── AVAILABLE DATA ──

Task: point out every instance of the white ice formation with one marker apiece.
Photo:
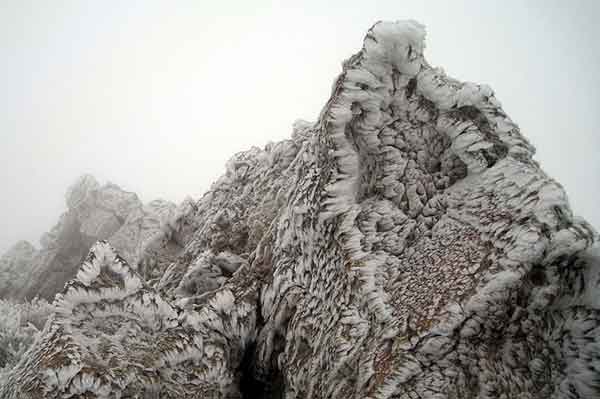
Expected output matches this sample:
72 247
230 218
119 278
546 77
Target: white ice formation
406 245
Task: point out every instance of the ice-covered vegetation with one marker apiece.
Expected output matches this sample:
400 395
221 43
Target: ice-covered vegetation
405 245
20 325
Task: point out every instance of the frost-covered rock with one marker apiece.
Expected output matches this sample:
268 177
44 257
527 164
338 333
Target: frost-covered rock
15 266
114 337
406 245
94 213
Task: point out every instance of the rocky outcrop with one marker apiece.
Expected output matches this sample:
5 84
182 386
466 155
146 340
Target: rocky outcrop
406 245
14 265
94 213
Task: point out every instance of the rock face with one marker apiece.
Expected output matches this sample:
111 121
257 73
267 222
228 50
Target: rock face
94 213
406 245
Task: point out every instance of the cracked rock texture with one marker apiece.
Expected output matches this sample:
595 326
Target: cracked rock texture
406 245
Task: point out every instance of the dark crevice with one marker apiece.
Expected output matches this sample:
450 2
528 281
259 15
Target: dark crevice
253 386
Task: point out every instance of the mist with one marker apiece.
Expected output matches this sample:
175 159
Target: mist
155 96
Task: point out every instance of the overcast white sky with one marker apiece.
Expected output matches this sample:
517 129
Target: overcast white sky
156 95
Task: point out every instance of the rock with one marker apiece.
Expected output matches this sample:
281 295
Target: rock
94 213
333 266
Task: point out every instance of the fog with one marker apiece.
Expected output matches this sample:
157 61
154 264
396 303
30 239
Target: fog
155 96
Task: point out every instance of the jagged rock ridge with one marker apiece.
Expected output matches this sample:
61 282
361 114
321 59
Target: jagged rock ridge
94 213
405 245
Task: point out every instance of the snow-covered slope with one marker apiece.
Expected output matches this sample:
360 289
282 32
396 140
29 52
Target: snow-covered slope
94 213
406 245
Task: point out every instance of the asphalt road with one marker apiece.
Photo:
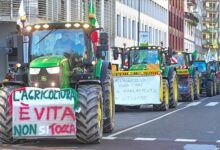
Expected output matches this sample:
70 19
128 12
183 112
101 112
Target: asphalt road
192 126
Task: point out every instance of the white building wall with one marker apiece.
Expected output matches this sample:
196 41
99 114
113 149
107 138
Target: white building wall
153 18
189 30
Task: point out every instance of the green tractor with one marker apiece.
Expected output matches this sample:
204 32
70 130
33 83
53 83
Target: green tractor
63 89
209 77
145 77
188 77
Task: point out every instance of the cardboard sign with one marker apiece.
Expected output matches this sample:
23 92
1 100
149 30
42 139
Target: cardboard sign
137 90
43 113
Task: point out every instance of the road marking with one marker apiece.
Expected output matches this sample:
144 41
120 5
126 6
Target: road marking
212 104
109 138
152 120
194 104
218 141
179 103
145 139
185 140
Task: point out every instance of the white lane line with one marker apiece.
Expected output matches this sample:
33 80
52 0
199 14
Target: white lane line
145 139
212 104
218 141
194 104
152 120
147 122
109 138
185 140
179 103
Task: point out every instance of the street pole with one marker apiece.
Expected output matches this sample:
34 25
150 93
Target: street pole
139 18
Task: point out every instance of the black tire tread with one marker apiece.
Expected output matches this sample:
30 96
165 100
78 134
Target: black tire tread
87 118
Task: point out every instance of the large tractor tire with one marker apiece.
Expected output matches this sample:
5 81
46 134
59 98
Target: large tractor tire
108 103
89 121
214 87
5 117
190 93
218 88
173 84
164 106
196 85
209 89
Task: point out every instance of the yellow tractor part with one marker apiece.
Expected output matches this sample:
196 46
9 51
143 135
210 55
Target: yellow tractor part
175 89
131 73
153 67
182 72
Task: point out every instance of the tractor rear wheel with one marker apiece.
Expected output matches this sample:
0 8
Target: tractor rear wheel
209 89
164 106
173 84
109 103
196 85
89 121
5 117
214 87
190 94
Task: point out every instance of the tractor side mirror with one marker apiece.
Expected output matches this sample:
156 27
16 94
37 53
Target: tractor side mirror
170 52
115 54
103 41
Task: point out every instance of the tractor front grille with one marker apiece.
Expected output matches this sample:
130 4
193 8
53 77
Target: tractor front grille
45 80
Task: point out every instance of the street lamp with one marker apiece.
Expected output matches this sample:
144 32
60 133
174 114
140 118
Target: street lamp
139 7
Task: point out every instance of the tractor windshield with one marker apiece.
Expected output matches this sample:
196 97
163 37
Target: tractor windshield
58 42
200 65
211 66
180 59
144 57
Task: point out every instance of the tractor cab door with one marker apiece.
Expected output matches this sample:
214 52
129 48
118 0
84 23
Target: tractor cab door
218 71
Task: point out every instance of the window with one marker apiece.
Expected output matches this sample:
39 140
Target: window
129 28
118 25
124 27
133 30
150 34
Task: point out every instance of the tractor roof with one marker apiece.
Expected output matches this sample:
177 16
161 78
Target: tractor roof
60 25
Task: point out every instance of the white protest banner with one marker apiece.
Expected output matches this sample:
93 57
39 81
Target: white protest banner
136 90
43 112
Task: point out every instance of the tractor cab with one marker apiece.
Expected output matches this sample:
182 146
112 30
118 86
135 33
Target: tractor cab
60 54
141 58
201 65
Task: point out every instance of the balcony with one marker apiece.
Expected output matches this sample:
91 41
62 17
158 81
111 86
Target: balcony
210 20
191 18
213 9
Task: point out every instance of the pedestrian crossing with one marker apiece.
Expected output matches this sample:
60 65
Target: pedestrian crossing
209 104
212 104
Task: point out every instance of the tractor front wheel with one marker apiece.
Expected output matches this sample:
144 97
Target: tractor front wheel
209 89
164 106
190 94
173 84
89 121
196 86
109 103
5 116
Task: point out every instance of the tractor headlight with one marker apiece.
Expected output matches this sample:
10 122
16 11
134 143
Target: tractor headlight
34 71
53 70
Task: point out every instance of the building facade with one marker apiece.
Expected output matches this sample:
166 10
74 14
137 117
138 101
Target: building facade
50 10
211 25
176 24
190 23
198 30
153 20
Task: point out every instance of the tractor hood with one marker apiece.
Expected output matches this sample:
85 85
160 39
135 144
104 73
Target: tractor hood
144 67
47 61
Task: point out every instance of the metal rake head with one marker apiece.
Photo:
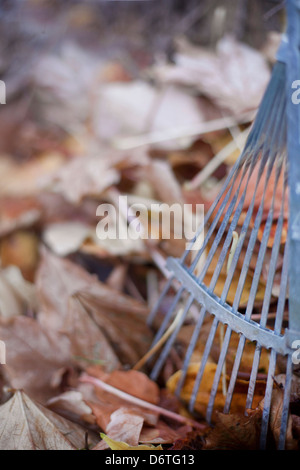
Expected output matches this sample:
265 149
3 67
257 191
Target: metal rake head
241 286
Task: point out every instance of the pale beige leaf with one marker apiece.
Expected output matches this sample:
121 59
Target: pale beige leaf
25 425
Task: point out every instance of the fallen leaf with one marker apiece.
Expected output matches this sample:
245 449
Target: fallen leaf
125 426
16 294
73 404
33 356
114 445
26 425
21 249
234 432
203 395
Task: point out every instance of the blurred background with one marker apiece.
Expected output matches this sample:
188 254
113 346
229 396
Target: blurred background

───

DIRECTIONS | Output every entry word for word, but omit the pictures.

TASK RESPONSE |
Task: point out every instance of the white ice formation with one marker apiece.
Photo:
Expected output matches this sample:
72 247
230 218
119 278
546 77
Target: white ice formation
406 245
Task: point out every instance of the ice-covered vegetation with one marker apiece.
Expected output matches this sample:
400 395
221 43
Target: ice-covered vegetation
405 245
20 325
Task: point out every instance of the frost-covered rock with one marker apiece.
Expected output matches this sample:
268 177
44 257
527 164
338 333
Target: frost-covered rock
15 266
114 337
406 245
94 213
Task: point out every instance of the rocky outcrop with one marker apiece.
Expected output matches this sample:
5 84
182 386
466 155
146 340
Target: rocky outcrop
406 245
14 265
94 213
Task: point out every instance of the rock face with one marker apiece.
Expected output matches this sample:
111 121
257 73
267 222
228 50
Target: rock face
94 213
406 245
Task: point out every instance of the cracked rock texture with one marker apiece.
Expected output matches this sample:
595 326
Target: cracked rock texture
406 245
Task: point out every instance of the dark crevice with one marker apiece.
Expected output matches this sample:
450 2
528 281
259 15
Target: dark crevice
253 386
Task: point out every instance of the mist with one marker apiece.
Expected output matches this sample:
175 159
Target: mist
155 96
Task: point out every instance of the overcast white sky with one marker apiece.
Expected output matches this sample:
517 129
Target: overcast white sky
156 95
Task: point out every instance of the rock with one marker apiece.
Expected output matches this sample:
281 295
Target: rock
94 213
333 266
Task: point out every instance of the fog with one marker apiece.
Expected output matches this sample:
157 61
154 264
396 303
30 239
Target: fog
155 96
Task: point out every instance of the jagged rock ridge with one marker apiece.
Expected output matches this sample:
61 282
361 114
321 59
Target: jagged rock ridge
94 213
405 245
Task: point out every instance of the snow-covered slope with one marker apiece.
Expected output matches this sample:
360 289
282 32
396 140
29 52
Target: snow-covered slope
94 213
406 245
Task: point out every instance of the asphalt road with one marker apiece.
Photo:
Expected output matches this sample:
70 19
128 12
183 112
101 112
Target: asphalt road
192 126
Task: point out every instance of the white building wall with one marker apiece.
Expected output matches this sample:
196 41
99 114
113 149
107 138
Target: white building wall
153 18
189 30
Task: point out every instance of the green tractor with one marker apiece.
Expected output matches this sample:
204 32
70 130
33 83
53 83
Target: green tractor
63 89
209 77
145 77
188 77
Task: point out every instance of the cardboard sign with one marker apiece.
Expected output matches this sample:
23 92
1 100
149 30
42 139
Target: cardboard sign
137 90
43 113
Task: point out every instance of the road marking with one marker apiece.
Expected output matches this sample:
144 41
120 5
126 6
Target: road marking
212 104
109 138
152 120
194 104
218 141
179 103
145 139
185 140
Task: point out every instance of the white lane line with one marker apiece.
Expected output matches this sample:
33 80
52 0
199 14
Target: white lane line
145 139
212 104
218 141
194 104
152 120
147 122
109 138
185 140
179 103
Task: point out every instance of the street pole with one marker apiece.
Expected output matches this sample:
34 25
150 93
Target: street pole
139 18
Task: point out every instance of the black tire tread with one marker apiece.
Expected output matches this sample:
30 96
165 100
78 134
Target: black tire tread
87 118
Task: point out every instance of the large tractor tire with one marker apiece.
Expected output matches this sample:
5 81
46 134
59 98
Target: large tractor tire
108 103
89 121
214 87
5 117
190 93
218 88
173 84
164 106
196 85
209 89
Task: point out every instance of the yellow tractor part with one marker apiece.
Expected output matches this sample:
196 46
9 51
143 135
210 55
Target: yellow tractor part
175 89
131 73
153 67
182 72
Task: point out every instance of the tractor rear wheel with one marker apiece.
Expected output matches this sample:
0 8
Target: tractor rear wheel
209 89
164 106
173 84
109 103
196 85
89 121
5 117
214 87
190 94
Task: point out every instance of the tractor side mirror with one marker apiece.
Expected output matches this sample:
156 27
16 94
37 53
Target: tractor side mirror
170 52
115 54
103 41
Task: point out every instance of the tractor front grille with one marker apiece.
Expected output matches this sample:
130 4
193 8
53 77
Target: tractor front grille
45 80
Task: point out every instance of the street lamp with one marker apiece.
Expected output matches this sample:
144 32
60 133
174 114
140 118
Target: street lamp
139 7
Task: point out every instance of the tractor windshield with one marker apiece.
Expected output matches this sample:
196 97
163 37
Target: tractor windshield
58 42
200 65
211 66
180 59
144 57
Task: point out every instance of the tractor cab door with one marker apiece.
Expected output matches this sample:
214 52
129 48
118 0
84 23
Target: tractor cab door
218 71
Task: point out every instance of the window with one marker apiece.
Expected output matches this sample:
39 140
Target: window
129 28
118 25
124 27
133 30
150 34
Task: point out every instance of the tractor roof with one marker apiece.
Expected output matches this sample:
177 16
161 78
Target: tractor roof
60 25
Task: point out every instance of the white protest banner with one marker apiece.
Expected output matches this sample:
93 57
39 81
Target: white protest banner
136 90
43 112
Task: point out every instance of the tractor cab with one marker apiece.
Expected output matches this sample:
182 146
112 30
118 86
135 33
Target: tractor cab
60 54
141 58
201 65
Task: point out every instance of the balcony with one marker apiece.
Expected output matches this sample:
91 41
62 17
158 81
111 86
Target: balcony
210 20
191 18
213 9
Task: point out every instance of the pedestrian crossing with one marker apiece.
Expected output matches this sample:
60 65
Target: pedestrian crossing
209 104
212 104
Task: point out every instance of the tractor front wheel with one marker apiece.
Expected output matches this sample:
144 97
Target: tractor front wheel
209 89
164 106
190 94
173 84
89 121
196 86
109 103
5 116
Task: point out every instance of the tractor headlight with one marker apiece.
Expected output matches this sample:
10 122
16 11
134 143
Target: tractor headlight
34 71
53 70
Task: point out every instance of the building facade with one marker apiece.
Expected output matches this sample:
166 10
74 14
137 117
138 101
Target: building facade
50 10
211 25
176 24
190 23
198 30
153 20
Task: point out every instance of the tractor hood with one marker apiece.
Expected output matches this sample:
85 85
160 39
135 144
104 73
Target: tractor hood
144 67
47 61
Task: point out every instance of the metal rake head with one marker apiece.
Photo:
Expected output matches this sample:
265 149
3 67
257 191
Target: metal rake head
241 286
Task: point out every instance of the pale beige leaf with one marker apiece.
Expected output matches this sample:
121 59
Target: pale beige leaf
25 425
Task: point out every instance of the fallen leaf with one marker apiece.
Expected output matches this sample:
245 449
Target: fallen leaf
125 426
16 294
73 404
33 356
114 445
26 425
21 249
234 432
203 395
Task: point out every instance of the blurred background with one marker apiece.
Expected output matches this sample:
188 254
113 346
229 396
Target: blurred background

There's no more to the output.